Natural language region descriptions
◇ ◇ ◇

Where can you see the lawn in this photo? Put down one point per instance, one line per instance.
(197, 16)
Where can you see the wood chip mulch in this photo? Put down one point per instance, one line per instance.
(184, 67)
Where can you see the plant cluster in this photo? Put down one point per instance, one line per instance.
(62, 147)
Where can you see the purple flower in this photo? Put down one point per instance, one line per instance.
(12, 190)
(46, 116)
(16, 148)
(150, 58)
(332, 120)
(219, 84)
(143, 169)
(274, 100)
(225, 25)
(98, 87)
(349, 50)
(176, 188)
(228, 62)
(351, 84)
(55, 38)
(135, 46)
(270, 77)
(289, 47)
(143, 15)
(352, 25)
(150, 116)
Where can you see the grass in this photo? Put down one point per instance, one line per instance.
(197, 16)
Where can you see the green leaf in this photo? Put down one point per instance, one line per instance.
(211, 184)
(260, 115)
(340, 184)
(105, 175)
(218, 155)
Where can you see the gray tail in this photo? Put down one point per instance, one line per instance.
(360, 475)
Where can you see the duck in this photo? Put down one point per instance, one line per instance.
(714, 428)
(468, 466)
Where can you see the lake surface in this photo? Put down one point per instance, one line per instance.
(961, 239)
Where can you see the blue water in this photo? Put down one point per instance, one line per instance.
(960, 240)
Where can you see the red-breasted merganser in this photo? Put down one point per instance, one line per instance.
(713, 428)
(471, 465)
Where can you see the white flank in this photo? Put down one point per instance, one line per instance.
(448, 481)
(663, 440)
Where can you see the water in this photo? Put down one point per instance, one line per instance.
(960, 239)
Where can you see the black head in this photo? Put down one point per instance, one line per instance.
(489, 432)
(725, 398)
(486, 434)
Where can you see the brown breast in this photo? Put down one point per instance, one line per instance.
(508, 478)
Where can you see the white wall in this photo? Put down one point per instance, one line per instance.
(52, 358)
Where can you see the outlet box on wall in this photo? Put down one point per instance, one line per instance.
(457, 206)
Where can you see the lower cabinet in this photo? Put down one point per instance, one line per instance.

◇ ◇ ◇

WHAT THIS TASK INVOLVES - Set all of the entries down again, exactly as they were given.

RESULT FOR THIS TASK -
Where can you see the lawn in this photo? Put down one point per instance, one line per instance.
(197, 16)
Where can you see the wood chip mulch in this photo? Put down one point per instance, one line per instance.
(184, 67)
Where can you see the plant cluster in this photo? Put down one point per instance, one line per instance.
(62, 147)
Where can you see the purple flower in this photo? Put down one point per instance, one line per instance.
(12, 190)
(46, 116)
(16, 148)
(150, 58)
(332, 120)
(219, 84)
(143, 169)
(274, 100)
(225, 25)
(98, 87)
(349, 50)
(176, 188)
(228, 62)
(351, 84)
(55, 38)
(135, 46)
(270, 77)
(289, 47)
(143, 15)
(352, 25)
(150, 116)
Where can you see the grass in this photo? Put down one point per instance, one line per instance.
(197, 16)
Where can you see the green leaf in this photo? Put down one point per instance, one line per instance.
(211, 184)
(260, 115)
(340, 184)
(105, 175)
(218, 155)
Where can you see the gray tail in this photo? Put down one point per instance, one line per instance.
(360, 475)
Where can you see the duck in this photo? Put down one point per instance, one line per instance.
(714, 428)
(468, 466)
Where can you see the lake surface in this photo? Put down one point per instance, one line per instance.
(961, 239)
Where can you see the blue water in this photo? Put down one point per instance, one line per instance.
(960, 240)
Where can you see the red-breasted merganser in this photo? Put down one point per instance, one line per instance.
(713, 428)
(471, 465)
Where can you see the white flank in this photo? Put down one point per instance, one line per instance.
(448, 481)
(663, 440)
Where can you see the water in this photo? Put down one point per instance, one line per instance.
(960, 239)
Where can you see the black head in this photo? Put down one point per instance, one line per instance.
(489, 432)
(725, 398)
(486, 434)
Where can you see the brown breast in this photo? Put down one point per instance, one line per instance.
(508, 478)
Where can you see the white wall in this photo? Put down one point per instance, one line per instance.
(52, 358)
Where can you see the outlet box on wall in this photo? Put down one point per instance, one line per instance.
(457, 206)
Where can you see the lower cabinet in this photo? Put down one point per instance, one line per instance.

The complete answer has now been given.